Instructions for the task: Report every line below that contains the word "door", copying each one in full.

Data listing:
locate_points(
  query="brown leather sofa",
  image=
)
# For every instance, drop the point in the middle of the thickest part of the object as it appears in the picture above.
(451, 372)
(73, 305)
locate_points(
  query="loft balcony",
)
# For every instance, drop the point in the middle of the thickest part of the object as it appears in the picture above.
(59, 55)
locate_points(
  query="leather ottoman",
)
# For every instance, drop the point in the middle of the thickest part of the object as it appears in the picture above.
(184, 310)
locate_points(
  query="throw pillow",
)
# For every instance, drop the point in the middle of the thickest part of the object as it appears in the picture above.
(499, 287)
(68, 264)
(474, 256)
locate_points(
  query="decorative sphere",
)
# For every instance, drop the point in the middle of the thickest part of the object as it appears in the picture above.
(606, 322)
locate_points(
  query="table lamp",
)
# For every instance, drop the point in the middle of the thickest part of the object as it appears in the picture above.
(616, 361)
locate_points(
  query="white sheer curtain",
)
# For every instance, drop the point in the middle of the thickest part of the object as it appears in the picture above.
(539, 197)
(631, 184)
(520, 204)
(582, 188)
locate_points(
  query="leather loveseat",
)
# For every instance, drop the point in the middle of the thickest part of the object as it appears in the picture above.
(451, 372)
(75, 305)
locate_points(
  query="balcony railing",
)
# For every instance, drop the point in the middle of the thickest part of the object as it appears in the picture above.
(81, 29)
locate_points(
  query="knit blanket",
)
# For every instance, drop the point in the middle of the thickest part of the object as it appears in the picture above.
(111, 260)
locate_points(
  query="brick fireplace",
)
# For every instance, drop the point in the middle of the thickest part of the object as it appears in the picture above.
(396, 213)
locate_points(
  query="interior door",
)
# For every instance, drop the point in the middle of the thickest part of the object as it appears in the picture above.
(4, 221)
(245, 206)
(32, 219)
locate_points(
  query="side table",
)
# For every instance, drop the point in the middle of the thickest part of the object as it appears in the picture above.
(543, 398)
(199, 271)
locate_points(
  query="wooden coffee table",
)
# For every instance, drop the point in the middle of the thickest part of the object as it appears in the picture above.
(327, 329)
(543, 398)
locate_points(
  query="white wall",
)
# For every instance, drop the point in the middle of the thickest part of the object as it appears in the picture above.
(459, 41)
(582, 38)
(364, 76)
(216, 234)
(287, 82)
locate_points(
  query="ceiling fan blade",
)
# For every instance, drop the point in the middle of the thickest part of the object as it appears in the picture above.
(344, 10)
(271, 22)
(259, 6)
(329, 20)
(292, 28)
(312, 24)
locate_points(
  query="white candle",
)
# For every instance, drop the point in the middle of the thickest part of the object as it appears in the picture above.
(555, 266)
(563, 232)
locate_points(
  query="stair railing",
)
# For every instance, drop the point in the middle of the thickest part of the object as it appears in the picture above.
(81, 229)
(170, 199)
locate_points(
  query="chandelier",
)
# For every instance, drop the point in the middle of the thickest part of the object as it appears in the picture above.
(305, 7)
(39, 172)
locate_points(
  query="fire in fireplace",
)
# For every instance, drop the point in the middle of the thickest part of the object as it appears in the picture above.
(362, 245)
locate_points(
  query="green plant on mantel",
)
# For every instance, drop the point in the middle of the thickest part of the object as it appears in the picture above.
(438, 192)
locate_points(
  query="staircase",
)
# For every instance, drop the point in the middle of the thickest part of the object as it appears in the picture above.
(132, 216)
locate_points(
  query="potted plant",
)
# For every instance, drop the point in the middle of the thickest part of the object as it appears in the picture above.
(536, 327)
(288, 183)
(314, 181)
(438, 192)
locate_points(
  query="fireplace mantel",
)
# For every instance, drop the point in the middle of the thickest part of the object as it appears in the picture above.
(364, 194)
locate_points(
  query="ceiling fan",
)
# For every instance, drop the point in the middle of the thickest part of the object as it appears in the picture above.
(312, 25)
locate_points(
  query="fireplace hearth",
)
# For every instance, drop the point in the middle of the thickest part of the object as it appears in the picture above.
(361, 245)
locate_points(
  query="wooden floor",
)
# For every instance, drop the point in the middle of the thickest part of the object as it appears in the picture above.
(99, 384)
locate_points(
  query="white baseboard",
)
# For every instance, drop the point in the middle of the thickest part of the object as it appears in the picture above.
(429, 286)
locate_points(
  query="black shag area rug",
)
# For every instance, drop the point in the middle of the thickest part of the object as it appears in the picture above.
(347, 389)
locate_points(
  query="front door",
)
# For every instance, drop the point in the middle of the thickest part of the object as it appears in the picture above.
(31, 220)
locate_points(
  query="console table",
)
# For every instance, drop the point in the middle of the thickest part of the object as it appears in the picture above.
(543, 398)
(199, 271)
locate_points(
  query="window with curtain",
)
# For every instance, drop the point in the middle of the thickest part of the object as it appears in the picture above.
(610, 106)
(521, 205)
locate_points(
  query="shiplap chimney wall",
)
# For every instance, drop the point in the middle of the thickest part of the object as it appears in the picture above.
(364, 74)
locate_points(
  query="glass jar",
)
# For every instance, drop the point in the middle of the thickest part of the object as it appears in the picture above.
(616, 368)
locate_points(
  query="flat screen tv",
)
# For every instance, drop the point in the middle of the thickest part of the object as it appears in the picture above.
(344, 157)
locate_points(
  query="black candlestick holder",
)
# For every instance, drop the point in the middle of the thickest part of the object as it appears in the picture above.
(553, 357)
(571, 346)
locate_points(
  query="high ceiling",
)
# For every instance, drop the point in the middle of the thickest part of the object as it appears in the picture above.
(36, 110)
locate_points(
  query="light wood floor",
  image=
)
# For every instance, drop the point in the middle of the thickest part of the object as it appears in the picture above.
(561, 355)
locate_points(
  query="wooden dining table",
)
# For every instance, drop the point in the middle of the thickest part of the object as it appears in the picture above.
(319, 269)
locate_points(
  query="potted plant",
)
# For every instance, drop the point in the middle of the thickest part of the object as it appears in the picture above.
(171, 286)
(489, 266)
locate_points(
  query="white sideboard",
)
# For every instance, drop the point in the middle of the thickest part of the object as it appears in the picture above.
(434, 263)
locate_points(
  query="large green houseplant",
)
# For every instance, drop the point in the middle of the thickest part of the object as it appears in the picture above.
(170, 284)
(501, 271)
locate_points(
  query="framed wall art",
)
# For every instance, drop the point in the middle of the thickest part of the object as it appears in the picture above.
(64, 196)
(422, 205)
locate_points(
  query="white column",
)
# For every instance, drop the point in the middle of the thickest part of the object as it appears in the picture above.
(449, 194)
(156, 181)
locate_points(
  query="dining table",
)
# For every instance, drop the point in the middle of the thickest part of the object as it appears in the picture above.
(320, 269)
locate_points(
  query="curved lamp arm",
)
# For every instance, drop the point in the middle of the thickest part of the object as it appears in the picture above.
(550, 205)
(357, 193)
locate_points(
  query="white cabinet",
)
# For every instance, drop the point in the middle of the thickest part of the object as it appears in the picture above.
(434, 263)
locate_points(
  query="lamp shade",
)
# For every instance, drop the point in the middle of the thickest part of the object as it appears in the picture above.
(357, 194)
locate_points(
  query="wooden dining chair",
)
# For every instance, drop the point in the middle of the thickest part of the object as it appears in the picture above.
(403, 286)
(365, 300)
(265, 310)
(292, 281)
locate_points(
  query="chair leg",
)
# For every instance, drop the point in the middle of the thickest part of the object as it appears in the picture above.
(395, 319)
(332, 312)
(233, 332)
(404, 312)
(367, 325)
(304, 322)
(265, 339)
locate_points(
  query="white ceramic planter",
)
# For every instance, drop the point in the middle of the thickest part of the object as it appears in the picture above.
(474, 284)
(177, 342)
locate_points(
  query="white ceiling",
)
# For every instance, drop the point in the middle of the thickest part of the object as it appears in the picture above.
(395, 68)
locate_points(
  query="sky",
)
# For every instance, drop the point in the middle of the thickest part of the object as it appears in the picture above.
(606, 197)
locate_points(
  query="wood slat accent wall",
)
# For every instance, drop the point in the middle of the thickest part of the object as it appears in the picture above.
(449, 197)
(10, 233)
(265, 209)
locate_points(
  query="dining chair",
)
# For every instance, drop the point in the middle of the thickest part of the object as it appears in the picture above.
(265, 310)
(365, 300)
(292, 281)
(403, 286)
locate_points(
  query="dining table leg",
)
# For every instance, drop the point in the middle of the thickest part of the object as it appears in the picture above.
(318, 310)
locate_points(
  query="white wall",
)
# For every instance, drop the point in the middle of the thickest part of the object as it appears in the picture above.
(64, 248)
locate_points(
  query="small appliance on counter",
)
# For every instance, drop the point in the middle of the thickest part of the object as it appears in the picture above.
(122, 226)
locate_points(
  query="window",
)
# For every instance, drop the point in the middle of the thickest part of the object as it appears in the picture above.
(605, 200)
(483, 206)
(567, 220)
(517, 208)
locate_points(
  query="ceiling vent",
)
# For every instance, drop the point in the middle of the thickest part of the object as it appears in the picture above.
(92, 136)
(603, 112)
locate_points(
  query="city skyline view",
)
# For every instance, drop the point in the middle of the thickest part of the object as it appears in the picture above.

In response:
  query="interior door",
  query="front door",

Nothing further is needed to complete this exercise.